Elon physician assistant studies professor brings together medicine and humanities

Associate Professor of Physician Assistant Studies Antoinette Polito highlights the intersection between dance and disease in the medieval era, with a special nod to David Bowie.

With over 25 years of experience as a physician assistant, Associate Professor of Physician Assistant Studies Antoinette Polito still has a great appreciation for the field of humanities.

“I’m a huge reader. I’m always thinking about art, literature and things like that,” Polito explained. “I bring that into medicine because I think when you teach people how to take care of others in a medical way, you’re basically teaching them how to take care of other people as humans. You need a way to connect.”

Polito studied political science, gender studies and English throughout her undergraduate experience. She transitioned into joining the Duke University PA program and continued her clinical experience there with cancer patients. After 10 years, she became an educator at Duke in 2009 and she joined Elon in July 2017.

Tasks to perform =>
**1.** Decide whether each statement agrees with the article on Antoinette Polito, answering yes or no and quoting the words that settle it: (a) Polito has more than 25 years of experience as a physician assistant. (b) Polito joined Elon in July 2019. (c) At Duke, Polito worked with cancer patients.
**2.** Retype the part of the article on Antoinette Polito that runs from "Polito studied political" up to and including "in July 2017.".

Records excerpted from a collection:
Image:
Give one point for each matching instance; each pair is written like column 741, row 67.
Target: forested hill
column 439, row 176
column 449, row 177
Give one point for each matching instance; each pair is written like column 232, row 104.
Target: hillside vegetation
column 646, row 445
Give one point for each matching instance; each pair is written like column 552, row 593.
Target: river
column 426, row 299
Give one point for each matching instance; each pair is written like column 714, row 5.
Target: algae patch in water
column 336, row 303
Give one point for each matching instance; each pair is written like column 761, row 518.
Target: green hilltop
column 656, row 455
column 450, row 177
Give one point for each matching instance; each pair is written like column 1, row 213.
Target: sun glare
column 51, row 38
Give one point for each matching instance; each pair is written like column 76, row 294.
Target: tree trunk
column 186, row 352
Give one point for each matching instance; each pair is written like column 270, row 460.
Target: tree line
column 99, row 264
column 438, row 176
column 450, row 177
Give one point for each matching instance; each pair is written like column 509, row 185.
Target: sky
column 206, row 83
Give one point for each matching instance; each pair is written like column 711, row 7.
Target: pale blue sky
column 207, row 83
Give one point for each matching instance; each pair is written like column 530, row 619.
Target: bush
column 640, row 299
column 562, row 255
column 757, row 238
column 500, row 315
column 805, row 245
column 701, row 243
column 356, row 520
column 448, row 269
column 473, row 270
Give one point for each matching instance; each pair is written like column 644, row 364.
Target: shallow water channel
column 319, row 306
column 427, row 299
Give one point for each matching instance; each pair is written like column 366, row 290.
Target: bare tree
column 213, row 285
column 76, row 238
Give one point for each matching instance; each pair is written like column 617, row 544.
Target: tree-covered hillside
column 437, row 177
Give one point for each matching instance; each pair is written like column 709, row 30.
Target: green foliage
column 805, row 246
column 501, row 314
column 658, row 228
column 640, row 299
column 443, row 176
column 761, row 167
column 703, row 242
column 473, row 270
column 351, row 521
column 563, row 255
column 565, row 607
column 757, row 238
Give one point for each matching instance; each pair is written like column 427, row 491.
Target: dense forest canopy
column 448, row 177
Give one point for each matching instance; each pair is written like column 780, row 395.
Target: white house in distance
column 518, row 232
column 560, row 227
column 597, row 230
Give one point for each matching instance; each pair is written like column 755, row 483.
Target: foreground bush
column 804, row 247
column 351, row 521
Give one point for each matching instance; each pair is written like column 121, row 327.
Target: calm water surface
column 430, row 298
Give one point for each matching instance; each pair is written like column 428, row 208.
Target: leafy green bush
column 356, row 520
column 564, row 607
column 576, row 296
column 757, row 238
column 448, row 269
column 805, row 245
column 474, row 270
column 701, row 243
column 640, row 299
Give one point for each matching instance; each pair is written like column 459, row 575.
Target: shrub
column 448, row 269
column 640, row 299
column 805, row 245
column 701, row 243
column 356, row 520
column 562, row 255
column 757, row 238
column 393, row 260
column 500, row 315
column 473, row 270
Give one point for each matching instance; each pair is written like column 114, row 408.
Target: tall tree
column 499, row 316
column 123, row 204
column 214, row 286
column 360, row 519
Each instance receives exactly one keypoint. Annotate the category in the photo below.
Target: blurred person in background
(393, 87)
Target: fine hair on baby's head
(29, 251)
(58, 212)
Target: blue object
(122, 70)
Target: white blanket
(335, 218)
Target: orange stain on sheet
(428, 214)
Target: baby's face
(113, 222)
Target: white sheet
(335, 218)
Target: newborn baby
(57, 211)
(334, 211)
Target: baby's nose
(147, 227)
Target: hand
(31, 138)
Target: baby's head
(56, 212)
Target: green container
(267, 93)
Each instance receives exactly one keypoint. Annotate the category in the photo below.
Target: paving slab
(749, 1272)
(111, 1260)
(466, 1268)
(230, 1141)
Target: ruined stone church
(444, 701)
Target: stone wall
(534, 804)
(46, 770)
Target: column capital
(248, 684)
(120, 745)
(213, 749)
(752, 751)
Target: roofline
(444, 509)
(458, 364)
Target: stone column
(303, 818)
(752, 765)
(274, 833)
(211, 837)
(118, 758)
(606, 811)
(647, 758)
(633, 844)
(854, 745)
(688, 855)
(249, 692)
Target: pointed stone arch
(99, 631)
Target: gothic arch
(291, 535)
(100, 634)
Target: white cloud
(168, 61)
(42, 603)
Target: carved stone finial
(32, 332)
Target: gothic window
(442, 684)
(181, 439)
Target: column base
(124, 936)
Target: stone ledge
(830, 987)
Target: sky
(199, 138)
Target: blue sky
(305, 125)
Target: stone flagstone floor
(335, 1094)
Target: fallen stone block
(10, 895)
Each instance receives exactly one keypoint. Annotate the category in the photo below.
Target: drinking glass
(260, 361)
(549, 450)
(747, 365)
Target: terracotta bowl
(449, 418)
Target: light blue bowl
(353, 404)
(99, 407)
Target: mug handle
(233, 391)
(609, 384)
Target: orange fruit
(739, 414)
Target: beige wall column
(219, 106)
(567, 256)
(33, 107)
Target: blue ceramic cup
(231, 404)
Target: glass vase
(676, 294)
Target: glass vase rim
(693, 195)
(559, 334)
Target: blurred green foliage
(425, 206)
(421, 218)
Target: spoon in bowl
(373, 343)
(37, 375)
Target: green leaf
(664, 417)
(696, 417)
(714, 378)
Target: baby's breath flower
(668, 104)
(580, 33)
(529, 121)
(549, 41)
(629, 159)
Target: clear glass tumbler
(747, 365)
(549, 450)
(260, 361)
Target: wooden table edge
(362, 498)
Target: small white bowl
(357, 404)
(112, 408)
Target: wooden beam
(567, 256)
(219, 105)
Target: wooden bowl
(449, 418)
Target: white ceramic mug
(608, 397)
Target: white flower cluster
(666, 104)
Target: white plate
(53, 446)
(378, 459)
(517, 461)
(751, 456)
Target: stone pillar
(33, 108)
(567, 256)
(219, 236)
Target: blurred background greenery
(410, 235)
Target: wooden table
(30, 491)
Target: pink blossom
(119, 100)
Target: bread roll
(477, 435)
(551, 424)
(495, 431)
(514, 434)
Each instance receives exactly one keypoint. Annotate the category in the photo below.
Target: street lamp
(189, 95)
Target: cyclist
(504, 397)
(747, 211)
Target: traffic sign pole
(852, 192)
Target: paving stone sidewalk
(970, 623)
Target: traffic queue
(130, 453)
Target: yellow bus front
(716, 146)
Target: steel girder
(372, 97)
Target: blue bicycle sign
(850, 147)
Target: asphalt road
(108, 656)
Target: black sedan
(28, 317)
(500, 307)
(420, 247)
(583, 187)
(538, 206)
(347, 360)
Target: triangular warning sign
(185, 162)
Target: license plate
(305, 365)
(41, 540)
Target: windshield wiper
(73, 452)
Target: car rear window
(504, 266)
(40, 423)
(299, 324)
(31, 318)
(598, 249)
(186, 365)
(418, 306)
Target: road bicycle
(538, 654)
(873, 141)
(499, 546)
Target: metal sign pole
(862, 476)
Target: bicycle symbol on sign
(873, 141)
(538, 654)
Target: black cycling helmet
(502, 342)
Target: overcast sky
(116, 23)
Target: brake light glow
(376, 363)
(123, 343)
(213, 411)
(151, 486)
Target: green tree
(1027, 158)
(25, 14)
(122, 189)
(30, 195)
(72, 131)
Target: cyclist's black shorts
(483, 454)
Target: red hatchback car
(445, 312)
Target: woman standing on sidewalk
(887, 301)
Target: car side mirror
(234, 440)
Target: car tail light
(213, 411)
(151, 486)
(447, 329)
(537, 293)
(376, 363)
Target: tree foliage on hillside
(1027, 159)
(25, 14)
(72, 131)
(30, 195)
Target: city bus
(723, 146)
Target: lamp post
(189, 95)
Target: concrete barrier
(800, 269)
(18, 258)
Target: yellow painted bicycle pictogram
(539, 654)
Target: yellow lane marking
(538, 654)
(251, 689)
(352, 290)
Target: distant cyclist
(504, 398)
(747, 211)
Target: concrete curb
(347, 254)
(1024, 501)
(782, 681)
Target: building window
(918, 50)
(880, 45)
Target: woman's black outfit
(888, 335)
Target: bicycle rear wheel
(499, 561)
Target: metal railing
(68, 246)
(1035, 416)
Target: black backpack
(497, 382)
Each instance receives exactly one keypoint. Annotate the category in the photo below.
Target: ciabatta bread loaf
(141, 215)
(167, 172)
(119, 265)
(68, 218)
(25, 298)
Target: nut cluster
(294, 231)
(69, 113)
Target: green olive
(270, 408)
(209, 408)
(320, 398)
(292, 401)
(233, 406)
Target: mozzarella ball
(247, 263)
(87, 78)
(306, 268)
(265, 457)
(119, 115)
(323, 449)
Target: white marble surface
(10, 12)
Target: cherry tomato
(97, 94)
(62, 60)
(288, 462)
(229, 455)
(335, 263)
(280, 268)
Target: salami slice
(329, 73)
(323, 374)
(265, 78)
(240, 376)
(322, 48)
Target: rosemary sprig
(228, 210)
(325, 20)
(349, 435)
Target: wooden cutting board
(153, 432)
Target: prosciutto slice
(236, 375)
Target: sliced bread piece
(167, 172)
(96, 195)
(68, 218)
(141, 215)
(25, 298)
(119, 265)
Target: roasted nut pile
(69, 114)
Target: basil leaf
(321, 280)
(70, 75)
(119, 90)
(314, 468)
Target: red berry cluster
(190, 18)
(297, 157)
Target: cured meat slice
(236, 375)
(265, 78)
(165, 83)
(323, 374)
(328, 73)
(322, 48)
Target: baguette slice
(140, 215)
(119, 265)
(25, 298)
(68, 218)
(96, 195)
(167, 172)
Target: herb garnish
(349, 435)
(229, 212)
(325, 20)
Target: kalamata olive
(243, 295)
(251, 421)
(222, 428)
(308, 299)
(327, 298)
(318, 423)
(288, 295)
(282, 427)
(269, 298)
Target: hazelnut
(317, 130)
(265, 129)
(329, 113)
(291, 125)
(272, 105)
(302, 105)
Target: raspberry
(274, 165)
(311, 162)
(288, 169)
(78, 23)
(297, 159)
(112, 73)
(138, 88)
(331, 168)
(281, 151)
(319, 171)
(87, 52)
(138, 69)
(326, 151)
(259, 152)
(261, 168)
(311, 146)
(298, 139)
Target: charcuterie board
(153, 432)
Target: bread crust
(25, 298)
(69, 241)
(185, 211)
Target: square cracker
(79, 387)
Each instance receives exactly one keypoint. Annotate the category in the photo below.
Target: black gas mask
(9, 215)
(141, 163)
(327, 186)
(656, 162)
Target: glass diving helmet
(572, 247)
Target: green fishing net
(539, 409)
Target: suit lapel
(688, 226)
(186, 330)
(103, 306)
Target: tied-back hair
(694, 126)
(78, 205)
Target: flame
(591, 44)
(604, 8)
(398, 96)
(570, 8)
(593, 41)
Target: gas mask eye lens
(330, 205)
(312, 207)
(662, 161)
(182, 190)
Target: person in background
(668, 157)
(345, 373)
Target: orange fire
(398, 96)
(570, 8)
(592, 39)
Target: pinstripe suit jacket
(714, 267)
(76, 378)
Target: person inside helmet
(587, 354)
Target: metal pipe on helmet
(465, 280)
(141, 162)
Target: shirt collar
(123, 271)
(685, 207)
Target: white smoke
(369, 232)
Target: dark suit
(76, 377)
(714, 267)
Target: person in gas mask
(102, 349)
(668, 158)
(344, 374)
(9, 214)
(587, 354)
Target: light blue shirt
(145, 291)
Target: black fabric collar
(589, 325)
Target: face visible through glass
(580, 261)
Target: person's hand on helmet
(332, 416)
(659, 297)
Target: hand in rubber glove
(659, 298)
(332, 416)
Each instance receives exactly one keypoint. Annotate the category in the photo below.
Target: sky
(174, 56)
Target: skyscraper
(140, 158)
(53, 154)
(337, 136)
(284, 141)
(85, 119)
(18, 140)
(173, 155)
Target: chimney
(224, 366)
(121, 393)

Answers to each task =>
**1.**
(a) Yes: "With over 25 years of experience as a physician assistant"
(b) No: "she joined Elon in July 2017"
(c) Yes: "continued her clinical experience there with cancer patients"

**2.**
Polito studied political science, gender studies and English throughout her undergraduate experience. She transitioned into joining the Duke University PA program and continued her clinical experience there with cancer patients. After 10 years, she became an educator at Duke in 2009 and she joined Elon in July 2017.